| GIVEN TEXT |
────

June 11, 2009

Would You Tweet Your Genetic Profile?

With the growing popularity of social networking sites like Twitter and Facebook, many people don't bat an eye at sharing very personal information online. It's not surprising, then, that many people may be inclined to also post the results of a genetic test that assesses their risk for diseases, but bioethicists are concerned that sharing such information could violate the privacy rights of your family members.

More than 100 companies across the world now provide some form of direct-to-consumer genetic testing and some of these companies even allow their companies to create public profiles and share their genetic data through company-sponsored social networking sites. Bioethicists at Stanford University School of Medicine said this raises a host of ethical questions.

"Genetic information is unique in that it's not only relevant for the individuals who receive the information, but also for their family members, their children and even their children's children," Sandra Soo-Jim Lee, Ph.D., a senior research fellow at Stanford's Center for Biomedical Ethics, was quoted as saying.

Lee said if you learn and share information online about your breast cancer risk, you might also be sharing information about your daughter's risk for breast cancer, even though she never consented to have that information shared.

To understand the potential impacts of exchanging genetic information online, Lee and colleagues are studying who is giving out such information and how it's being used.

Bioethicists said they're also concerned about the risk of misinterpreting genetic information because there is still a lot that researchers do not understand about a person's genetic profile. For example, someone may share seemingly meaningless data today, but in five years, that could reveal an elevated risk for a serious disease, experts warned.

────

| RECORD SET |

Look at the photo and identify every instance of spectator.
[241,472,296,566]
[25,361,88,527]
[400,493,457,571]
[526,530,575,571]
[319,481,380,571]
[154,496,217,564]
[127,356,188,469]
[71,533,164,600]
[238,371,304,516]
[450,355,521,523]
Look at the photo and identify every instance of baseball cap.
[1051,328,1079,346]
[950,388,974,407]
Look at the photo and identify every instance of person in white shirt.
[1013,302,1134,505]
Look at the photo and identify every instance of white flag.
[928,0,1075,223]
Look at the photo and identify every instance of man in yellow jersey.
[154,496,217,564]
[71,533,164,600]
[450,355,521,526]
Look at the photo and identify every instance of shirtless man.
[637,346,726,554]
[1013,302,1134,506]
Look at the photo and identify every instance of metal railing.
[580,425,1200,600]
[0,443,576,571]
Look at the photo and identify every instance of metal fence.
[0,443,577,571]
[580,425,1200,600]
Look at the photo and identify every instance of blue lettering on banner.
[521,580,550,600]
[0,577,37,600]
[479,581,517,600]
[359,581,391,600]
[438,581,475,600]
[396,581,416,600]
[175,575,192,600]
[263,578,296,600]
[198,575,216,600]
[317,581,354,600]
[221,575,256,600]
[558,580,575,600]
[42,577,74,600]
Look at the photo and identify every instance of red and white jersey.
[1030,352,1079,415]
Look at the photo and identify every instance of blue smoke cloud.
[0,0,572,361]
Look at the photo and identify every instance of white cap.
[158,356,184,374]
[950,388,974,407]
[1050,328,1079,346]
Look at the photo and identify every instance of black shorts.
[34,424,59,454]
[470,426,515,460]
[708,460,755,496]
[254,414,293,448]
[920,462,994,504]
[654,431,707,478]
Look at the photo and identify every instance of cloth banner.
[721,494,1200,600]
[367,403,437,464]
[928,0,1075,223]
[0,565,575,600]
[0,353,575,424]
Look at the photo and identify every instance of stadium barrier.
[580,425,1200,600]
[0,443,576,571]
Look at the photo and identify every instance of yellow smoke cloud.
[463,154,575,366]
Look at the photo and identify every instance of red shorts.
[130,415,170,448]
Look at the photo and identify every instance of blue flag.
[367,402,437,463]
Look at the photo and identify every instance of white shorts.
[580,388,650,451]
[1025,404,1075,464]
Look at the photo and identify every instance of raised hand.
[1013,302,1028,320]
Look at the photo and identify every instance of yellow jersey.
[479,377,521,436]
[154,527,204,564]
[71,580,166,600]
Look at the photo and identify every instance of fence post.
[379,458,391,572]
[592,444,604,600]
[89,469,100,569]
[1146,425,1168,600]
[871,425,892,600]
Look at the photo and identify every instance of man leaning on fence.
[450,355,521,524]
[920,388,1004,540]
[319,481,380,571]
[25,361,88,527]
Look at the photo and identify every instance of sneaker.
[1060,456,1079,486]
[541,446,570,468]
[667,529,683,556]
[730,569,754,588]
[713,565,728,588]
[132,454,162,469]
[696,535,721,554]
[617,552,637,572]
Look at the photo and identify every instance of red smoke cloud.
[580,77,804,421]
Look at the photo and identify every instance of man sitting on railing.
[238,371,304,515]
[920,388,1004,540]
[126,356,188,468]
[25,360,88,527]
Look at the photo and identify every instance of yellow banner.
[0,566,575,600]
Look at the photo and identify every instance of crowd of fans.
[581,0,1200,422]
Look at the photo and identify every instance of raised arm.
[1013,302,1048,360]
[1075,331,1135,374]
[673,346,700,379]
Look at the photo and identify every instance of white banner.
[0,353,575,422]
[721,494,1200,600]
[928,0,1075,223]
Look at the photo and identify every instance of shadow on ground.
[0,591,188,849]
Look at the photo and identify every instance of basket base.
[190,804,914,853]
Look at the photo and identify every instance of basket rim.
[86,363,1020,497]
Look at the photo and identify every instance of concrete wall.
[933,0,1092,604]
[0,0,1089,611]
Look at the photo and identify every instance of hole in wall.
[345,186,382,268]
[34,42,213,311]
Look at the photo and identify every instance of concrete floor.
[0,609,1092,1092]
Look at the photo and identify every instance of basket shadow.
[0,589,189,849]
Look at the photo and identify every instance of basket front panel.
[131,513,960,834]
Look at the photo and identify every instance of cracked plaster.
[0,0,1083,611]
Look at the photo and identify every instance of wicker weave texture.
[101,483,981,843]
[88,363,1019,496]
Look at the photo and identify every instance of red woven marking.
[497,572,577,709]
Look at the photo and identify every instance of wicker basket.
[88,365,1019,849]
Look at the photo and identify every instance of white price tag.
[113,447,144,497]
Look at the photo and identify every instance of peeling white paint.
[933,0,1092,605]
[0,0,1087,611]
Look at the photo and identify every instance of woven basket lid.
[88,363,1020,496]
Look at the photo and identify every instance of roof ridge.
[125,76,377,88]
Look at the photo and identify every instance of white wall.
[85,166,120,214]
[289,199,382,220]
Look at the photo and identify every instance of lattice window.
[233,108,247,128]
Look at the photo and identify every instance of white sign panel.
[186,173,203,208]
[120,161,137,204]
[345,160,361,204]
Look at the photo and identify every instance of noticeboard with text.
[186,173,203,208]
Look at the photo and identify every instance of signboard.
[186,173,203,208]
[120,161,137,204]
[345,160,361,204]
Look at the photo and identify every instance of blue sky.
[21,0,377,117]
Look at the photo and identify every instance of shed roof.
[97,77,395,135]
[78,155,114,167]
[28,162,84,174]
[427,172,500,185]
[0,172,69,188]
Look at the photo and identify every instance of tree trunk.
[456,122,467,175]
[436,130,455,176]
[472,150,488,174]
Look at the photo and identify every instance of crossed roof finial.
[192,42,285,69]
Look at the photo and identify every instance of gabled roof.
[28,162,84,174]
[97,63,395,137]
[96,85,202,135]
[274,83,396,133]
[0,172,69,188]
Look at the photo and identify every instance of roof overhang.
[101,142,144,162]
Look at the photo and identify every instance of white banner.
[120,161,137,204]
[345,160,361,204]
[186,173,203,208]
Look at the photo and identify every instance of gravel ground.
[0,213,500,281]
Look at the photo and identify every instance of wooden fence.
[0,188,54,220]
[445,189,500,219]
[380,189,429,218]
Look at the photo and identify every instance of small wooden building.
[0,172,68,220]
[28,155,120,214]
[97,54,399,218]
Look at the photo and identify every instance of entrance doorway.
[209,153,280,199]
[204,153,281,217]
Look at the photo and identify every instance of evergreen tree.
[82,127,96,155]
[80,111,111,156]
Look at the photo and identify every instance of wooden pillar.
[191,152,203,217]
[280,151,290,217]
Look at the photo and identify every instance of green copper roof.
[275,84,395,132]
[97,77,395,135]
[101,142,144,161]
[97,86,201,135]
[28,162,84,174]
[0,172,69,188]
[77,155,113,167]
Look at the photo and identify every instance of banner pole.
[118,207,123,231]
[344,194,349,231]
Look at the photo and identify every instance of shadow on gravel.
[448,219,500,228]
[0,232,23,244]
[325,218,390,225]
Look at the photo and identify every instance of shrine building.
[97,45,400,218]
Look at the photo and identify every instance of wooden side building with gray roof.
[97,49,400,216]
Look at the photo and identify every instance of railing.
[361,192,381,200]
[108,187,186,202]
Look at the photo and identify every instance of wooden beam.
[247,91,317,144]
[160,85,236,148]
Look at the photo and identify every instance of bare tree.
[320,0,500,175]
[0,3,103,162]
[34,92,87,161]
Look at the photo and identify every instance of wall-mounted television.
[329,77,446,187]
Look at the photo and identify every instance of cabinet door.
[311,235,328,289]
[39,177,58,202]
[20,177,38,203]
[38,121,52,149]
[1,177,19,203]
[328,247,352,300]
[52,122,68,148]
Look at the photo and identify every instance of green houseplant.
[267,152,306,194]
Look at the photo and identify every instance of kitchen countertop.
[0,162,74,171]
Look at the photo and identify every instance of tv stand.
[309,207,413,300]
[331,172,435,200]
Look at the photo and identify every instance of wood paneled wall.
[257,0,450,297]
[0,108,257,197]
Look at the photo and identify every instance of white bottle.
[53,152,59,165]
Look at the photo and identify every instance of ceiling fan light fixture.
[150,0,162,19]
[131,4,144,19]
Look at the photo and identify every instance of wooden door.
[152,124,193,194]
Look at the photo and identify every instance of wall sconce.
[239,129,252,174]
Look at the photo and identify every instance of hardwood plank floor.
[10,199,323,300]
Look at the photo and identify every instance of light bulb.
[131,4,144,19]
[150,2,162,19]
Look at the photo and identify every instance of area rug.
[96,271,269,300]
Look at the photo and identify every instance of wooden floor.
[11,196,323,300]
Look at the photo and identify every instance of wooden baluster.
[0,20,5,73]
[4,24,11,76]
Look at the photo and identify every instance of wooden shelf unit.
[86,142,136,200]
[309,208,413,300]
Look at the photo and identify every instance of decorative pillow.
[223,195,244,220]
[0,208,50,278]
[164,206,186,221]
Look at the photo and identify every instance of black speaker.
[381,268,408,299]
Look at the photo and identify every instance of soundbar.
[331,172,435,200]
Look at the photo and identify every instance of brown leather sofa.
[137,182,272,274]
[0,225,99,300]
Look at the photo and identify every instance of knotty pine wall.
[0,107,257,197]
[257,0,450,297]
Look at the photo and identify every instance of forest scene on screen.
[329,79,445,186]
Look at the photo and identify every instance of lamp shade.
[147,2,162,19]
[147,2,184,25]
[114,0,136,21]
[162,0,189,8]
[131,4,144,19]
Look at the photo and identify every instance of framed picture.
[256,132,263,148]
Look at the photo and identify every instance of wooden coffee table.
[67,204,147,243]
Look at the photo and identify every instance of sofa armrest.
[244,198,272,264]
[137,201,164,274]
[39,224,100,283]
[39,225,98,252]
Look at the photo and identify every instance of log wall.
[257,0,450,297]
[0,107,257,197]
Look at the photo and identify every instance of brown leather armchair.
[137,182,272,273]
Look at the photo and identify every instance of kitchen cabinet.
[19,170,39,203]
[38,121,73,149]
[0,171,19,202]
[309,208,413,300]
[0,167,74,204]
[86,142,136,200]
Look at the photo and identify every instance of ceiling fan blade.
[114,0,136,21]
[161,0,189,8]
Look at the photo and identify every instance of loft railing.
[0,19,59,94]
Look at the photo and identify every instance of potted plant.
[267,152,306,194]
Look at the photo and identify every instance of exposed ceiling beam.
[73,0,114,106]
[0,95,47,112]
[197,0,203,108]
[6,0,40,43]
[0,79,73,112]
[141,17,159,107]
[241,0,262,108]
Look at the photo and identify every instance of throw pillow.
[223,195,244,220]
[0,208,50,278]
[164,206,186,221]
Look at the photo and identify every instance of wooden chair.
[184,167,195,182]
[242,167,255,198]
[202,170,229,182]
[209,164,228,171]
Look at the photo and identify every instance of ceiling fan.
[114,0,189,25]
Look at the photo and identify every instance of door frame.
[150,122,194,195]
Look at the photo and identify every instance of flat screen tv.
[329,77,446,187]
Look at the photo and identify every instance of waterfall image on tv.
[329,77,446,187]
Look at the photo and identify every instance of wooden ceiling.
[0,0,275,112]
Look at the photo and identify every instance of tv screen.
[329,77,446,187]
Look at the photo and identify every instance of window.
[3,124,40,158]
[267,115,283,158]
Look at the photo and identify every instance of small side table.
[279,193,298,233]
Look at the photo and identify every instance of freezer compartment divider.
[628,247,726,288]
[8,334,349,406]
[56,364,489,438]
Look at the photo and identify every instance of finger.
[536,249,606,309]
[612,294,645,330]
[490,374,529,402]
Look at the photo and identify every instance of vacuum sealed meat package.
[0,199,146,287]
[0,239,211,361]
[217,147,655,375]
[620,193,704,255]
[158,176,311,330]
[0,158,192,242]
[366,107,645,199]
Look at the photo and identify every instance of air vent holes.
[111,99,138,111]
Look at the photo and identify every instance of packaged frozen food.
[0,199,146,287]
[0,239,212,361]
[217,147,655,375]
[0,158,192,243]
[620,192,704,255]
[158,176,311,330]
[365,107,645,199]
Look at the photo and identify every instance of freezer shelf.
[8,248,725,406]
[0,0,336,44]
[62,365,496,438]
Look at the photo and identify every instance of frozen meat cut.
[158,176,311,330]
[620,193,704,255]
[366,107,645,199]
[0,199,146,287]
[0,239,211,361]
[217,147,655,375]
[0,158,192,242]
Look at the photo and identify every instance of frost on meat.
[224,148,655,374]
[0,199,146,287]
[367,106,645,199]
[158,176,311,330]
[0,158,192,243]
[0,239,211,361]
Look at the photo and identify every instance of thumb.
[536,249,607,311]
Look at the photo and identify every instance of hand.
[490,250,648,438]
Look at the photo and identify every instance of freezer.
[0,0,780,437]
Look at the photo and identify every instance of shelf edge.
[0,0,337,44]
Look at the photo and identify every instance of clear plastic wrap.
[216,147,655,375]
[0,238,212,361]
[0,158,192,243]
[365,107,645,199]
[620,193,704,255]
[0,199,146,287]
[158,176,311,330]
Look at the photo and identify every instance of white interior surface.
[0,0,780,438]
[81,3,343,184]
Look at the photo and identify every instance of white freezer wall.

────

| ASSIGNMENT |
According to the article on sharing genetic test results online, how many companies worldwide now offer some form of direct-to-consumer genetic testing? The data has no connection to the text and stands on its own.

| TASK OUTPUT |
More than 100 companies.